Entries taken from a collection
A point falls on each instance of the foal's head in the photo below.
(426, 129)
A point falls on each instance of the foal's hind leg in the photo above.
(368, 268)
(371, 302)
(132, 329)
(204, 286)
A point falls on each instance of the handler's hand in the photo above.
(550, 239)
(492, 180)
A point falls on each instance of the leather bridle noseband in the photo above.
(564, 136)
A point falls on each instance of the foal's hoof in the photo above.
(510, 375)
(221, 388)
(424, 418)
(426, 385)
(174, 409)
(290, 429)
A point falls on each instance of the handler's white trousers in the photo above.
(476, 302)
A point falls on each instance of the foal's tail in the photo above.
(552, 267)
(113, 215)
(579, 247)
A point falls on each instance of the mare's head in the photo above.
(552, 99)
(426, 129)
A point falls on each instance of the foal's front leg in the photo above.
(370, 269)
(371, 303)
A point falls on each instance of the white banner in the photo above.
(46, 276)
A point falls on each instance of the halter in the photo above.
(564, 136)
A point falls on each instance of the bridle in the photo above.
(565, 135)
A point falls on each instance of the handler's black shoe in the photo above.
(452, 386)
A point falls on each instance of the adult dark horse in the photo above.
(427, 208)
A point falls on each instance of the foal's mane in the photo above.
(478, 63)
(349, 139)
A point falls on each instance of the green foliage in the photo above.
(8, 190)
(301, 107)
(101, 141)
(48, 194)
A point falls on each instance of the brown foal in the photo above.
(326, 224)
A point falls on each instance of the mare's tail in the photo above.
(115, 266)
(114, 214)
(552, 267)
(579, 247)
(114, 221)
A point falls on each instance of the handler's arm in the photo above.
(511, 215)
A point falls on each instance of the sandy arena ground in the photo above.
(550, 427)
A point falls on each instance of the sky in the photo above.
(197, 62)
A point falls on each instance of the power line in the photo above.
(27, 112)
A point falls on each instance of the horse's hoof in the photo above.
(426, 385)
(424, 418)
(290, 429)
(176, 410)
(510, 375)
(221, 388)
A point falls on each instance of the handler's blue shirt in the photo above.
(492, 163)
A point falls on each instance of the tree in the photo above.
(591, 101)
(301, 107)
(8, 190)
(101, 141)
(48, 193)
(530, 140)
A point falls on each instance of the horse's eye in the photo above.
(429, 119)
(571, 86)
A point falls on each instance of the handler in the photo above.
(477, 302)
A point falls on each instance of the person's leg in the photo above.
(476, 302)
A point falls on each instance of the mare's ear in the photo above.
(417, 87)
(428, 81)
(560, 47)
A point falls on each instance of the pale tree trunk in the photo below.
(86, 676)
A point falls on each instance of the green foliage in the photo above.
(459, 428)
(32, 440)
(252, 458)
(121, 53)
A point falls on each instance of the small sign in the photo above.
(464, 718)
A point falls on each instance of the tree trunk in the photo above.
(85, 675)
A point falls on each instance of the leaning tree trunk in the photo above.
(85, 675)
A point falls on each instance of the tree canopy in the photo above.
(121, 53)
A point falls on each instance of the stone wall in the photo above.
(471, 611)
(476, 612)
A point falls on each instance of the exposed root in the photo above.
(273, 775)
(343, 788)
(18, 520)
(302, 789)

--- CHALLENGE ---
Copy the material above back out, exactly as written.

--- TASK SOLUTION ---
A point falls on each instance of the foal's head in the photo below.
(426, 129)
A point falls on each instance of the foal's hind leg in the photo above.
(368, 268)
(371, 302)
(132, 329)
(204, 286)
A point falls on each instance of the handler's hand in the photo above.
(550, 239)
(492, 180)
A point falls on each instance of the leather bridle noseband in the photo above.
(564, 136)
A point falls on each instance of the foal's hoof in the photo above.
(510, 375)
(221, 388)
(424, 418)
(426, 385)
(174, 409)
(290, 429)
A point falls on each instance of the handler's white trousers in the photo above.
(476, 302)
A point falls on each instance of the foal's tail in the photo above.
(552, 267)
(113, 215)
(579, 247)
A point falls on each instance of the mare's head in the photo above.
(552, 99)
(426, 129)
A point falls on each instance of the foal's front leg in the photo above.
(370, 269)
(371, 303)
A point falls on each instance of the white banner in the photo above.
(46, 276)
A point falls on each instance of the halter in the photo above.
(564, 136)
A point falls on each instance of the bridle in the photo above.
(565, 135)
A point falls on each instance of the handler's black shoe in the photo above.
(452, 386)
A point falls on each instance of the adult dark horse in the photo above.
(427, 208)
A point falls on each instance of the foal's mane in the photo above.
(478, 63)
(349, 139)
A point falls on each instance of the green foliage in the photo above.
(8, 190)
(301, 107)
(101, 141)
(48, 194)
A point falls on each instance of the brown foal in the photo above.
(326, 224)
A point falls on each instance of the mare's tail in the photo above.
(115, 266)
(114, 214)
(552, 267)
(579, 247)
(114, 221)
A point falls on each instance of the handler's arm in the photo above.
(511, 215)
A point falls on each instance of the sandy arena ground in the photo above.
(550, 427)
A point falls on each instance of the sky in the photo above.
(197, 62)
A point falls on each instance of the power line in the photo above.
(27, 112)
A point falls on each instance of the horse's hoof in the photo above.
(426, 385)
(424, 418)
(290, 429)
(176, 410)
(510, 375)
(221, 388)
A point falls on each instance of the handler's blue shirt in the photo above.
(492, 163)
A point falls on each instance of the tree in the photo above.
(591, 101)
(301, 107)
(8, 190)
(101, 141)
(48, 193)
(530, 140)
A point falls on each instance of the horse's eye in the photo above.
(429, 119)
(571, 86)
A point falls on each instance of the handler in the photo above.
(477, 302)
A point falls on each instance of the person's leg in the photo above.
(476, 302)
A point falls on each instance of the mare's ear in the photo above.
(417, 87)
(428, 81)
(560, 47)
A point falls on each instance of the pale tree trunk in the photo below.
(86, 676)
A point falls on each instance of the green foliage in the photo above.
(459, 428)
(32, 440)
(252, 458)
(121, 53)
A point falls on each instance of the small sign in the photo above.
(464, 718)
A point falls on each instance of the tree trunk in the photo above.
(85, 675)
A point falls on each instance of the leaning tree trunk in the photo above.
(85, 675)
A point falls on each instance of the tree canopy in the photo above.
(121, 53)
A point falls on each instance of the stone wall in the photo above.
(471, 611)
(476, 612)
A point falls on each instance of the exposed root in the photo above.
(273, 775)
(343, 788)
(18, 520)
(302, 789)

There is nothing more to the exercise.